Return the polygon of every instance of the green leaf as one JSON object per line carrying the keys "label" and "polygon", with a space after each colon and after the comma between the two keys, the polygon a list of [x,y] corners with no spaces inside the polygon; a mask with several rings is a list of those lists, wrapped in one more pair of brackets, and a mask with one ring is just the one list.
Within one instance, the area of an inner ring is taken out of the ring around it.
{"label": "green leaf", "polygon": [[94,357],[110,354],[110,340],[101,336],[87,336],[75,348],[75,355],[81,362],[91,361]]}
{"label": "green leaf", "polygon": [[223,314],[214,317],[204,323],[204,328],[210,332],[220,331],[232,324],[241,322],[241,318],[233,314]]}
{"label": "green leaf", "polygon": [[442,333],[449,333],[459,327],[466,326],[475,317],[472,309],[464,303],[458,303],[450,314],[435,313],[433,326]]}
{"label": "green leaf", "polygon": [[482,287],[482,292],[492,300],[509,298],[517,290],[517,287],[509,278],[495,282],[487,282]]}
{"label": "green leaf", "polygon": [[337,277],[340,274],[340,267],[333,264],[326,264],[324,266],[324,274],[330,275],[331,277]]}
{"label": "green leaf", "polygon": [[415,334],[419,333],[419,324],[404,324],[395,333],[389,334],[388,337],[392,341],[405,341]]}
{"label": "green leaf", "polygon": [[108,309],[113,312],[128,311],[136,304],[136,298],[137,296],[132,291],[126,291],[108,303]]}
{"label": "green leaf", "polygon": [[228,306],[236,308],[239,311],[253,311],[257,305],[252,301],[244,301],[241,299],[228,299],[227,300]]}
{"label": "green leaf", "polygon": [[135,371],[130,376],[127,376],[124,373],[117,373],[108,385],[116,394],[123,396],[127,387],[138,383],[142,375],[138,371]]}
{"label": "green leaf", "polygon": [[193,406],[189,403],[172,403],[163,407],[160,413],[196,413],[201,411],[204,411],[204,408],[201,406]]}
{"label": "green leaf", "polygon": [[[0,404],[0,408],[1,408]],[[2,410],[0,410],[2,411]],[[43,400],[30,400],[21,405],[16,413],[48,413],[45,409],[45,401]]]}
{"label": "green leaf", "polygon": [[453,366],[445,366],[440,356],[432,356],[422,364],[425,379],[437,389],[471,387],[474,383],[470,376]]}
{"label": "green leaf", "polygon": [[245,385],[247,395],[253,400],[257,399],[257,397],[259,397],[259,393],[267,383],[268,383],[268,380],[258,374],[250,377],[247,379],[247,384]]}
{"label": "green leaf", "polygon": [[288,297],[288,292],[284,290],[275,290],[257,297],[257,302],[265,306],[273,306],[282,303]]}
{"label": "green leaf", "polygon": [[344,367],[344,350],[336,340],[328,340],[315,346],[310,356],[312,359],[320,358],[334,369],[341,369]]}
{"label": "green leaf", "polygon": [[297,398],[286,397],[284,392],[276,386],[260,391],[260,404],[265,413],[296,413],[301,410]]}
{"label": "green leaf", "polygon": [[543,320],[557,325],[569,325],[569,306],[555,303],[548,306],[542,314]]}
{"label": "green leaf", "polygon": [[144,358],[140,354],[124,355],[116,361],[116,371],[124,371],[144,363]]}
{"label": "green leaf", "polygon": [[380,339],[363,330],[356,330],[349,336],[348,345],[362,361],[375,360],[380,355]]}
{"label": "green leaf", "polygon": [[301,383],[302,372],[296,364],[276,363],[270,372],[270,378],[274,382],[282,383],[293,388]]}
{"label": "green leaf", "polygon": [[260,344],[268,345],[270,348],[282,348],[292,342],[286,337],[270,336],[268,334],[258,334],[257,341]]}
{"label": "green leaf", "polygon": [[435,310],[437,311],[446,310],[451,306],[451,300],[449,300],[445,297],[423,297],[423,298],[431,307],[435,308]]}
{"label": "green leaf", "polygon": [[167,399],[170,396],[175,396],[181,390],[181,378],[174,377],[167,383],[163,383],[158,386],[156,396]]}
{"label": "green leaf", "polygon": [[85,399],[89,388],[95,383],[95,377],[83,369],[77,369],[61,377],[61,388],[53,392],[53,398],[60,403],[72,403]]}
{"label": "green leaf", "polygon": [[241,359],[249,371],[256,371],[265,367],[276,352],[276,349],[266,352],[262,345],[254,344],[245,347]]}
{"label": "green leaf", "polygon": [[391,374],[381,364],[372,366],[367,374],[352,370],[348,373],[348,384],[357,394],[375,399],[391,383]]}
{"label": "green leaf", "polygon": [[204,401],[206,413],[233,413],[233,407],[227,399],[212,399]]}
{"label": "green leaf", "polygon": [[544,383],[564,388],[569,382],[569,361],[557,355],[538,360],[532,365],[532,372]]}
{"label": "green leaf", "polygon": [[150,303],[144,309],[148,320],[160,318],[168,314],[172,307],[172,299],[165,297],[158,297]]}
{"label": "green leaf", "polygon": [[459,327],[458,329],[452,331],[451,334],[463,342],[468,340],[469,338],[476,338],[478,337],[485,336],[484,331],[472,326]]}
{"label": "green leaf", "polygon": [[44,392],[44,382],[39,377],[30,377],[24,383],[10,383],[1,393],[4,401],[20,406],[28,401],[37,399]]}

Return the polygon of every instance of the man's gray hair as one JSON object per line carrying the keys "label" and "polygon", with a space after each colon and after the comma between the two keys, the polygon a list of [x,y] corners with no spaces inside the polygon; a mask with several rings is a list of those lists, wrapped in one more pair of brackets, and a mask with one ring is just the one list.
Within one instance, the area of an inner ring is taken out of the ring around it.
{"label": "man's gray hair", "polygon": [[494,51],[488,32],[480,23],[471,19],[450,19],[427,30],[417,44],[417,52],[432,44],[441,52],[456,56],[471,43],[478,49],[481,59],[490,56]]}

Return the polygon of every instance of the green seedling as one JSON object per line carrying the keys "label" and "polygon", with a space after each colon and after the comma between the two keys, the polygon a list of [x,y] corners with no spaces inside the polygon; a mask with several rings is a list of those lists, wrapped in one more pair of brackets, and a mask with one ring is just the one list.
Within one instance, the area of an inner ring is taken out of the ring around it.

- _WHAT THIS TASK INVOLVES_
Write the listing out again, exactly as shown above.

- _RESULT OF THIS EXERCISE_
Return the polygon of every instance of the green leaf as one JSON object per line carrying the keys "label" and "polygon", with a space after each colon and after the comma between the two keys, the polygon a list of [x,y] corners with no spaces inside the polygon; a mask with several rings is a list of those lists, wrapped in one more pair of brackets, and a mask with one ring is just the one list.
Within one instance, the area of an inner ring is taken out of the ring around it.
{"label": "green leaf", "polygon": [[94,357],[110,354],[110,340],[101,336],[87,336],[75,348],[75,355],[81,362],[91,361]]}
{"label": "green leaf", "polygon": [[223,314],[214,317],[204,323],[204,328],[210,332],[220,331],[232,324],[241,322],[241,318],[233,314]]}
{"label": "green leaf", "polygon": [[442,333],[449,333],[459,327],[466,326],[475,317],[472,309],[464,303],[458,303],[450,314],[435,313],[433,326]]}
{"label": "green leaf", "polygon": [[482,287],[482,292],[492,300],[509,298],[517,290],[517,287],[509,278],[495,282],[487,282]]}
{"label": "green leaf", "polygon": [[337,277],[340,274],[340,267],[333,264],[326,264],[324,266],[324,274],[330,275],[331,277]]}
{"label": "green leaf", "polygon": [[415,334],[419,333],[419,324],[404,324],[395,333],[389,334],[388,337],[392,341],[405,341]]}
{"label": "green leaf", "polygon": [[108,309],[113,312],[128,311],[136,304],[136,298],[137,296],[132,291],[126,291],[108,303]]}
{"label": "green leaf", "polygon": [[228,306],[236,308],[239,311],[253,311],[257,305],[252,301],[244,301],[241,299],[228,299],[227,300]]}
{"label": "green leaf", "polygon": [[135,371],[130,376],[127,376],[124,373],[117,373],[108,385],[116,394],[123,396],[127,387],[138,383],[142,375],[138,371]]}
{"label": "green leaf", "polygon": [[193,406],[189,403],[172,403],[163,407],[160,413],[196,413],[201,411],[204,411],[204,408],[201,406]]}
{"label": "green leaf", "polygon": [[[0,404],[0,408],[1,408]],[[2,410],[0,410],[2,411]],[[43,400],[30,400],[21,405],[16,413],[48,413],[45,409],[45,401]]]}
{"label": "green leaf", "polygon": [[453,366],[445,366],[440,356],[432,356],[422,364],[425,379],[437,389],[471,387],[474,383],[470,376]]}
{"label": "green leaf", "polygon": [[245,385],[247,395],[253,400],[257,399],[257,397],[259,397],[259,393],[267,383],[268,383],[268,380],[258,374],[250,377],[247,379],[247,384]]}
{"label": "green leaf", "polygon": [[288,297],[288,292],[284,290],[275,290],[257,297],[257,302],[265,306],[273,306],[282,303]]}
{"label": "green leaf", "polygon": [[344,367],[344,350],[336,340],[328,340],[315,346],[310,356],[312,359],[320,358],[334,369],[341,369]]}
{"label": "green leaf", "polygon": [[297,398],[286,397],[284,392],[276,386],[260,391],[260,404],[265,413],[296,413],[301,410]]}
{"label": "green leaf", "polygon": [[543,320],[557,325],[569,325],[569,306],[555,303],[548,306],[542,314]]}
{"label": "green leaf", "polygon": [[144,358],[140,354],[124,355],[116,361],[116,371],[124,371],[144,363]]}
{"label": "green leaf", "polygon": [[380,339],[363,330],[356,330],[349,336],[348,345],[362,361],[375,360],[380,355]]}
{"label": "green leaf", "polygon": [[301,383],[302,372],[296,364],[276,363],[270,372],[270,378],[274,382],[282,383],[293,388]]}
{"label": "green leaf", "polygon": [[260,344],[268,345],[270,348],[282,348],[292,342],[286,337],[270,336],[268,334],[258,334],[257,341]]}
{"label": "green leaf", "polygon": [[435,310],[437,311],[446,310],[451,306],[451,300],[449,300],[445,297],[423,297],[423,298],[431,307],[435,308]]}
{"label": "green leaf", "polygon": [[167,399],[170,396],[175,396],[181,390],[181,378],[174,377],[167,383],[163,383],[158,386],[156,396]]}
{"label": "green leaf", "polygon": [[85,399],[89,388],[95,383],[95,377],[83,369],[77,369],[61,377],[61,388],[53,392],[53,398],[60,403],[72,403]]}
{"label": "green leaf", "polygon": [[241,359],[249,371],[256,371],[265,367],[276,352],[276,349],[266,352],[262,345],[254,344],[245,347]]}
{"label": "green leaf", "polygon": [[391,374],[381,364],[372,366],[367,374],[352,370],[348,373],[348,384],[357,394],[375,399],[391,383]]}
{"label": "green leaf", "polygon": [[204,401],[206,413],[233,413],[233,407],[227,399],[212,399]]}
{"label": "green leaf", "polygon": [[544,383],[564,388],[569,382],[569,361],[557,355],[538,360],[532,365],[532,372]]}
{"label": "green leaf", "polygon": [[150,303],[144,309],[148,320],[160,318],[168,314],[172,307],[172,299],[165,297],[158,297]]}
{"label": "green leaf", "polygon": [[459,327],[458,329],[452,331],[451,334],[463,342],[468,340],[469,338],[476,338],[478,337],[485,336],[484,331],[472,326]]}
{"label": "green leaf", "polygon": [[44,392],[44,382],[39,377],[30,377],[24,383],[10,383],[1,393],[4,401],[20,406],[28,401],[37,399]]}

Return the polygon of every instance of the man's gray hair as one JSON object per line carrying the keys "label" and "polygon", with a space after each colon and after the comma between the two keys, the polygon a list of [x,y] corners with no spaces inside the polygon; a mask with several rings is a list of those lists, wrapped in one more pair of brackets, and a mask with one ring is just the one list.
Within one instance, the area of an inner ring is taken out of the ring around it.
{"label": "man's gray hair", "polygon": [[494,51],[488,32],[480,23],[471,19],[450,19],[427,30],[417,44],[417,52],[432,44],[441,52],[456,56],[471,43],[478,49],[481,59],[490,56]]}

Return the polygon of every instance of the green seedling as one JSON object per line carrying the keys "label" and "polygon", with a space after each colon and after the comma between the two keys, the polygon a list of [x,y] corners with no spaces inside the polygon; a mask with several rings is a list of those lists, wrapped in one more pair of brackets, and a mask with one ring is just the one list.
Within one instance, the area of an inner ring is taken out of the ring around it.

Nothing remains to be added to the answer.